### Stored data
╔══
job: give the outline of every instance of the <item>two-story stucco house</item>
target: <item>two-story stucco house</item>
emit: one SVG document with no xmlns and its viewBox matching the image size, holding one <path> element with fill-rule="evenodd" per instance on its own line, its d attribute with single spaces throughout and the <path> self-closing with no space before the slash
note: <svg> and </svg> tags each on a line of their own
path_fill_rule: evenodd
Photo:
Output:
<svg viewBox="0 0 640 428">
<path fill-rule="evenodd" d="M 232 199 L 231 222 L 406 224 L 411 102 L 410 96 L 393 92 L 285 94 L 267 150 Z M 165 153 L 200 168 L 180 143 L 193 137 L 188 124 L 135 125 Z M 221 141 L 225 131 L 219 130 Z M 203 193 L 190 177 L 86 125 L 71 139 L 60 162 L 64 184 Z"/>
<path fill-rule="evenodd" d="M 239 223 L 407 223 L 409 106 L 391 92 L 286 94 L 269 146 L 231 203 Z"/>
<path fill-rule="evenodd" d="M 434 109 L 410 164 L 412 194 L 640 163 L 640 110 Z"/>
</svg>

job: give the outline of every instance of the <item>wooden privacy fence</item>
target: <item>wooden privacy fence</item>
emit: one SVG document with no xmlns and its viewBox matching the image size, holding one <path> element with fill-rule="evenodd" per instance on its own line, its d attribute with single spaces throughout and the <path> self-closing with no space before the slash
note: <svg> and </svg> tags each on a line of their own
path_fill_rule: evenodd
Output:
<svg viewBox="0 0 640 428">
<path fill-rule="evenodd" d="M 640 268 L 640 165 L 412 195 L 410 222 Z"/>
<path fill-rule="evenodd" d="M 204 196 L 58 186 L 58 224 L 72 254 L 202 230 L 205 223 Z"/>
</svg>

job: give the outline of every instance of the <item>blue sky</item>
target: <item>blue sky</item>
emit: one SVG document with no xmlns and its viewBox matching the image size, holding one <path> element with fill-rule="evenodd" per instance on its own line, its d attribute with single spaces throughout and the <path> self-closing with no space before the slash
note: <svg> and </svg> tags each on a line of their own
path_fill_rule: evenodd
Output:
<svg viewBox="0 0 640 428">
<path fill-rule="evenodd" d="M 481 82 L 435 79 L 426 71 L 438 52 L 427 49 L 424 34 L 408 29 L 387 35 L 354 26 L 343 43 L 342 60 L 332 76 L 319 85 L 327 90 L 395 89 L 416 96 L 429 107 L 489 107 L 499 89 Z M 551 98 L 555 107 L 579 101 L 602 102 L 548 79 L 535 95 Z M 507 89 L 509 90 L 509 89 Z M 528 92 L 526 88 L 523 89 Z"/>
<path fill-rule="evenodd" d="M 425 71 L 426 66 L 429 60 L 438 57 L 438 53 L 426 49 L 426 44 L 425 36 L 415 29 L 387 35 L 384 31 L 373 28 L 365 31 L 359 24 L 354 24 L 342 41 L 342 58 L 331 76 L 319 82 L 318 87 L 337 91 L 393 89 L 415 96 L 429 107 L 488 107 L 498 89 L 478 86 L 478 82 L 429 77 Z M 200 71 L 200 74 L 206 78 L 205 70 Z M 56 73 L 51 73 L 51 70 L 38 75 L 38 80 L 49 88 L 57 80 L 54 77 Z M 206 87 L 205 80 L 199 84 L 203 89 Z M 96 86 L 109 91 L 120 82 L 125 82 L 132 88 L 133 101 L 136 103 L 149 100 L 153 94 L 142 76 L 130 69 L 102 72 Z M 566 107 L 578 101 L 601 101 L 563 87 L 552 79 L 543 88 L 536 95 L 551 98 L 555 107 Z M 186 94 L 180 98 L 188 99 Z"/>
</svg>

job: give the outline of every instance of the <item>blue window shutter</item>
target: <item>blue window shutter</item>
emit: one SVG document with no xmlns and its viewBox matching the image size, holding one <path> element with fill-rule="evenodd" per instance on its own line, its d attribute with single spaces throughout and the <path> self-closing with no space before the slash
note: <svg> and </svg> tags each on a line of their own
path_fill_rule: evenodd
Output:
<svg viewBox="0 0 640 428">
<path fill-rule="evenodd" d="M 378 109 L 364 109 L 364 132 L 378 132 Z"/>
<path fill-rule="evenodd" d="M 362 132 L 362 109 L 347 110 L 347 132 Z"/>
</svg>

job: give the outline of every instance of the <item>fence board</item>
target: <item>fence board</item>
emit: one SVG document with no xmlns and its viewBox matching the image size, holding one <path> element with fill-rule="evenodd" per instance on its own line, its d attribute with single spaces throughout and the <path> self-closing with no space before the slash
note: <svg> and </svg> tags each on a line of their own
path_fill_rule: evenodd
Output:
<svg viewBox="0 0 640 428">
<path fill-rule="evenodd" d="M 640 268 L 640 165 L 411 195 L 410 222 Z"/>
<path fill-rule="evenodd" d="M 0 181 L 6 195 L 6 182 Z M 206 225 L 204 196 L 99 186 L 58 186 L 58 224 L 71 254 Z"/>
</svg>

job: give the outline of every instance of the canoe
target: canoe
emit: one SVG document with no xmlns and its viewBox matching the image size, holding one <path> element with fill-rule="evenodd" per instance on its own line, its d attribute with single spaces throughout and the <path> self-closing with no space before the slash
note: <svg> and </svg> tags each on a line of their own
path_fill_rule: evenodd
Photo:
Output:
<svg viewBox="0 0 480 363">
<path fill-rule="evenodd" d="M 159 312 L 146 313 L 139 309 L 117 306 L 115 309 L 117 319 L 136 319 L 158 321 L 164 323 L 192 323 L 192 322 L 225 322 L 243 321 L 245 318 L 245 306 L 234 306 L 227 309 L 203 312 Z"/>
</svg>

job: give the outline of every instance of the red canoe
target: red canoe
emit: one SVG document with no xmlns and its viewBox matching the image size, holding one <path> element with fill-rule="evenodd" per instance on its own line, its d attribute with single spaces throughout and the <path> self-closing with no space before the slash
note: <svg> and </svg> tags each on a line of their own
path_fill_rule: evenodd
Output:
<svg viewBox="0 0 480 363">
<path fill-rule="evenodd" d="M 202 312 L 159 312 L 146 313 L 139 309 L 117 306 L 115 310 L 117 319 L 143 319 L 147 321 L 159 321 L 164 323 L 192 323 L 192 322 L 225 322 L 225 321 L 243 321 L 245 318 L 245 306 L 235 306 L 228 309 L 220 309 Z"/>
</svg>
╚══
### WHAT IS REQUIRED
Pull out all lines from the entries above in which the word "board" appears.

### TASK RESULT
job: give the outline of every instance of the <item>fence board</item>
target: <item>fence board</item>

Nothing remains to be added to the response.